:: DOCUMENT SECTION ::
▼
Share via


BizTalk Server will split up your documents for you.

Lots of people have asked me how you split up a documents. You don't have to write code for this it is a built in feature of the parsers in BizTalk Server. For example check out this sample .txt document. It has a header (Northwind Shipping) and multiple purchase orders (PO1999-10-20 and PO1999-10-21) and a trailer (END OF RECORD).

“Northwind Shipping
PO1999-10-20
US        Alice Smith         123 Maple Street    Mill Valley    CA 90952
US        Robert Smith        8 Oak Avenue        Old Town       PA 95819
Hurry, my lawn is going wild!
ITEMS,ITEM872-AA|Lawnmower|1|148.95|Confirm this is electric,ITEM926-AA|Baby Monitor|1|39.98|Confirm this is electric|1999-10-21
PO1999-10-21
US        John Dow            123 Elm Street      Mill Valley    CA 90952
US        July Dow            8 Pine Avenue       Old Town       PA 95819
Please ship it urgent!
ITEMS,ITEM398-BB|Tire|4|324.99|Wrap them up nicely,ITEM201-BB|Engine Oil|1|12.99|SAE10W30|1999-05-22

1234567“

In the XML dissassembler you can a schema for the header (Northwind Shipping), the envelope (the repeating unit), and the document (specification) and the trailer (1234567).
▲
:: DATA SHOWN ::
▼
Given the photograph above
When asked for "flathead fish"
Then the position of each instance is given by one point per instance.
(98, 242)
▲
:: WHAT IS BEING ASKED ::
According to the BizTalk splitting page, do you need to write code to split up documents? The listing comes from a separate source.

:: RESULT ::
No, splitting is a built-in feature of the parsers in BizTalk Server.